> [WORK TO DO]:
1. Name the women who, according to the Easter homily, took spices to the tomb to anoint Jesus.
2. Render the rows of the data listing, from the first row through the line containing "[(927, 421), (875, 358), (876, 428), (923, 356), (609, 330)]", as a Markdown table with the columns Line and Content.

> [TEXT EXTRACT]:
((

The Terrifying Good News of Easter

by Lowell Chilton


A Homily for Easter Sunday for the people of Christ Our Savior Lutheran Church - Anchorage, AK
The primary text is Mark 16:1-8.
The video of the worship service is available on the COSLC Facebook page.
The sermon starts at about minute 25. 


Alleluia! Christ is risen!
Christ is risen indeed! Alleluia! Alleluia! Alleluia!

We hear the alleluias ringing in our ears, the glorious strands of Christ is Alive! pulling us alive too. We look to the cross, which on Friday was bare and draped in a shroud, now blooming with flowers. We marvel at the stone that has been rolled away, and wonder what newness Jesus will bring today.

We expect this newness, this new life with God to be shiny and happy, we forget that new life emerging is messy and dirty and scary. New life emerging is messy and dirty and scary:         giving birth literally tears women’s bodies apart, in a violent, painful, and sometimes deadly event. Living in Anchorage, it is impossible to escape the messiness of spring here, the mud that cakes the places we park, the dog poop that emerges from the melting snow, the leaky basements and roofs.

Despite this knowledge, despite living in the messiness, we see brokenness and pain and terror in the world, we feel the pain of ruptured promises, strained relationships, shattered dreams, and too often we expect that God will fix it the way we want it fixed; that God will remake the world the way we want it to be.

We forget that just the day before yesterday we watched God die on a cross for us.
We forget that all beginnings come after an ending.
We forget that new life comes after death.
We forget that Easter is terrifying.

The new life of Christ comes only after death, a death into which all the Earth is joined through the cross. A death which is terrifying for we do not know what will emerge in it's place.


At dawn on the day after the Sabbath, two days after the crucifixion, Mary Magdalene, Mary the mother of James, and Salome took spices to the tomb to anoint Jesus. They expected to find him behind a heavy stone blocking the entrance, pondering as they walked how they might get the door open. They found the tomb already open, and were disturbed, probably wondering:
        I thought we were doing this, is someone already here?
        Who removed the stone?
        Oh No, did the Romans mess with his body?
        Did the others who opposed Jesus do something to desecrate his body?

))

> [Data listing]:
((

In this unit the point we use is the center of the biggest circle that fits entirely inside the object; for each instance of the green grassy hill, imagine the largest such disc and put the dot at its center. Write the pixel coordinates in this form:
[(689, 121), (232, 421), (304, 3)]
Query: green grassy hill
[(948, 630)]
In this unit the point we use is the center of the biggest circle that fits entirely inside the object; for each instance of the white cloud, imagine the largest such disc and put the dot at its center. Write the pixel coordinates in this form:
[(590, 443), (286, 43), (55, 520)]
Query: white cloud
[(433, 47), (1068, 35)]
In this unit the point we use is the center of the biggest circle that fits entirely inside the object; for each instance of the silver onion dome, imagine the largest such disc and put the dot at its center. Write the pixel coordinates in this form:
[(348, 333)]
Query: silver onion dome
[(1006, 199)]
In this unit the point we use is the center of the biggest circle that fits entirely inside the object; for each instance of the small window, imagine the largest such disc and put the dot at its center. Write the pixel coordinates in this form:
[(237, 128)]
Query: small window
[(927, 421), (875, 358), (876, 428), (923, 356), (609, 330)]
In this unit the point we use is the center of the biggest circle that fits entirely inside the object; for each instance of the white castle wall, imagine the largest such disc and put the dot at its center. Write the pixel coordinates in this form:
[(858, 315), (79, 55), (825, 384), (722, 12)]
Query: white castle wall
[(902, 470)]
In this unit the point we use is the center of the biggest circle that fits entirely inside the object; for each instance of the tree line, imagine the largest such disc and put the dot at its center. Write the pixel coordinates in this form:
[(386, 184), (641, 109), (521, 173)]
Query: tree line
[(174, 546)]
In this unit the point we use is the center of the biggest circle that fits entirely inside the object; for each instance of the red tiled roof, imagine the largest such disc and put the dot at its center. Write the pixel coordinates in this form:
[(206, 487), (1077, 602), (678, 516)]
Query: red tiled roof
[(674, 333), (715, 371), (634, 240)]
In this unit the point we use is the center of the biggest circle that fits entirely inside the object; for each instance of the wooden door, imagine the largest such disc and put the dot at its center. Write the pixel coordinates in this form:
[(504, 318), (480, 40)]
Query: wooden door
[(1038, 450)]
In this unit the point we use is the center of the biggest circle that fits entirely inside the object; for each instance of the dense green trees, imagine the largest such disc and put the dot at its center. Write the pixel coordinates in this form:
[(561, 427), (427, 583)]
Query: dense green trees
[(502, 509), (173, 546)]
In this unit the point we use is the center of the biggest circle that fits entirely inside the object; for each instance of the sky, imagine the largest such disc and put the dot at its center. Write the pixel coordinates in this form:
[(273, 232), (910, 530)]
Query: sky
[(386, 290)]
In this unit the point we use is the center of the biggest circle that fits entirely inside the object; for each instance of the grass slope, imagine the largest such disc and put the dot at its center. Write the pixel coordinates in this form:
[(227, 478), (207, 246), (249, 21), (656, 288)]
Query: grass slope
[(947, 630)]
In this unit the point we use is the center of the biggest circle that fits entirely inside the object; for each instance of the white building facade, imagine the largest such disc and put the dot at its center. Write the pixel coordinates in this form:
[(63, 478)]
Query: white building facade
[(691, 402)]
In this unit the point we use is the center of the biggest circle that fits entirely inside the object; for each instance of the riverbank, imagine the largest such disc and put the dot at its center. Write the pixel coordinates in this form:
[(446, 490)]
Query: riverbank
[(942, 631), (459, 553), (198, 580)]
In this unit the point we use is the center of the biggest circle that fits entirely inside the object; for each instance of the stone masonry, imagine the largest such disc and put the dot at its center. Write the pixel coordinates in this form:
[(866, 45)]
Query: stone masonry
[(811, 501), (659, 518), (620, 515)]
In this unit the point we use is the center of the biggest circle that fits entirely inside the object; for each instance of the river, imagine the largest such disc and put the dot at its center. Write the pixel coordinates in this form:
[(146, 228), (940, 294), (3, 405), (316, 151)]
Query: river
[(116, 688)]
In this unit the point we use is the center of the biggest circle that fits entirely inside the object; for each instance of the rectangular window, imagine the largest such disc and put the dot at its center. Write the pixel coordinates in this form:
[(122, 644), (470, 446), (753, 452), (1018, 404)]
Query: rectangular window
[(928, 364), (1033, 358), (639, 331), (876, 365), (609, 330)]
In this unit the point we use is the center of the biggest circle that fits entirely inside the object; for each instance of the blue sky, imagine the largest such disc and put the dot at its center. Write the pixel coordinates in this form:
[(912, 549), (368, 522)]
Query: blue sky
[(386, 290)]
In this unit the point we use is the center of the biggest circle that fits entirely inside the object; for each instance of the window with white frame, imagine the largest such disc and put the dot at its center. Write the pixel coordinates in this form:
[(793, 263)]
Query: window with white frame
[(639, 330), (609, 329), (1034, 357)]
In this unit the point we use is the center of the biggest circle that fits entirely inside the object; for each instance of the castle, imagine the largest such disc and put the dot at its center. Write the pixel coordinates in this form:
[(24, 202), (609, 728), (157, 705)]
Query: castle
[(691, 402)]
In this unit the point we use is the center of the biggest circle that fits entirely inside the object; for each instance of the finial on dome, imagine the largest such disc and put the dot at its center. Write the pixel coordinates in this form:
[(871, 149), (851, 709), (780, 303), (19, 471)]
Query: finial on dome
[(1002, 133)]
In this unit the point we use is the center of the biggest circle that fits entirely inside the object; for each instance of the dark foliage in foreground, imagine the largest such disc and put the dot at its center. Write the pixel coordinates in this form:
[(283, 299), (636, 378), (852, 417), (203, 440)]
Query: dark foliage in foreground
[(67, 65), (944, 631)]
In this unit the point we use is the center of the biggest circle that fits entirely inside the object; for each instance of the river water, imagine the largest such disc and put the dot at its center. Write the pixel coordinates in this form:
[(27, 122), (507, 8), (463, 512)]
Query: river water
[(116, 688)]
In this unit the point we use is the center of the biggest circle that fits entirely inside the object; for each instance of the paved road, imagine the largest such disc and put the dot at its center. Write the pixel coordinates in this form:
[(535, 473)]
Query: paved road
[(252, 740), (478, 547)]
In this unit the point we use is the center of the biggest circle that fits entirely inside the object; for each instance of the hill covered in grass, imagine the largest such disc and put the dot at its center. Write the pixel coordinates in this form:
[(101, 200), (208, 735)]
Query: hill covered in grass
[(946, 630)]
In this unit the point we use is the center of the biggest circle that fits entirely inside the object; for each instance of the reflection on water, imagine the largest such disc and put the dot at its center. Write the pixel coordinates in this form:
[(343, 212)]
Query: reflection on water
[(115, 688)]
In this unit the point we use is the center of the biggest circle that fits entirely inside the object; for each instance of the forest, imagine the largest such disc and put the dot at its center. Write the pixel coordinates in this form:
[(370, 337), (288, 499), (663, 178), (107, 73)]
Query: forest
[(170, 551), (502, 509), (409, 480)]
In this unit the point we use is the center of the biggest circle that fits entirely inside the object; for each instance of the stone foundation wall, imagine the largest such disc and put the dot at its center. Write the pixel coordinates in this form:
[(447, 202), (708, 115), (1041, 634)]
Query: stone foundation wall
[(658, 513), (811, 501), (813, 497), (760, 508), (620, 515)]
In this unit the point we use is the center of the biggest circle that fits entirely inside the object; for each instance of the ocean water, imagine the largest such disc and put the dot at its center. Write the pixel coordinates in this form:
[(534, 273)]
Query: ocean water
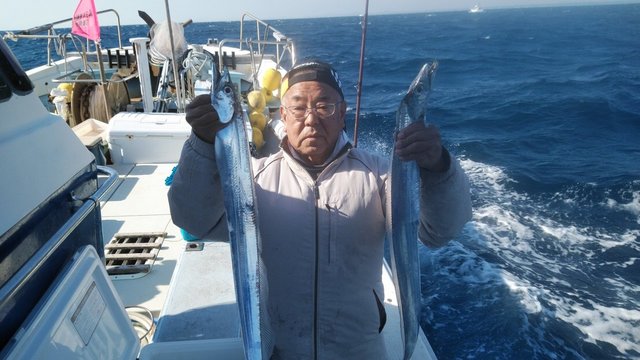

))

> [THE RESPONSES]:
1.
- Mary Magdalene
- Mary the mother of James
- Salome

2.
| Line | Content |
|---|---|
| 1 | In this unit the point we use is the center of the biggest circle that fits entirely inside the object; for each instance of the green grassy hill, imagine the largest such disc and put the dot at its center. Write the pixel coordinates in this form: |
| 2 | [(689, 121), (232, 421), (304, 3)] |
| 3 | Query: green grassy hill |
| 4 | [(948, 630)] |
| 5 | In this unit the point we use is the center of the biggest circle that fits entirely inside the object; for each instance of the white cloud, imagine the largest such disc and put the dot at its center. Write the pixel coordinates in this form: |
| 6 | [(590, 443), (286, 43), (55, 520)] |
| 7 | Query: white cloud |
| 8 | [(433, 47), (1068, 35)] |
| 9 | In this unit the point we use is the center of the biggest circle that fits entirely inside the object; for each instance of the silver onion dome, imagine the largest such disc and put the dot at its center. Write the pixel coordinates in this form: |
| 10 | [(348, 333)] |
| 11 | Query: silver onion dome |
| 12 | [(1006, 199)] |
| 13 | In this unit the point we use is the center of the biggest circle that fits entirely inside the object; for each instance of the small window, imagine the largest such disc and put the dot at its center. Write the pixel coordinates in this form: |
| 14 | [(237, 128)] |
| 15 | Query: small window |
| 16 | [(927, 421), (875, 358), (876, 428), (923, 356), (609, 330)] |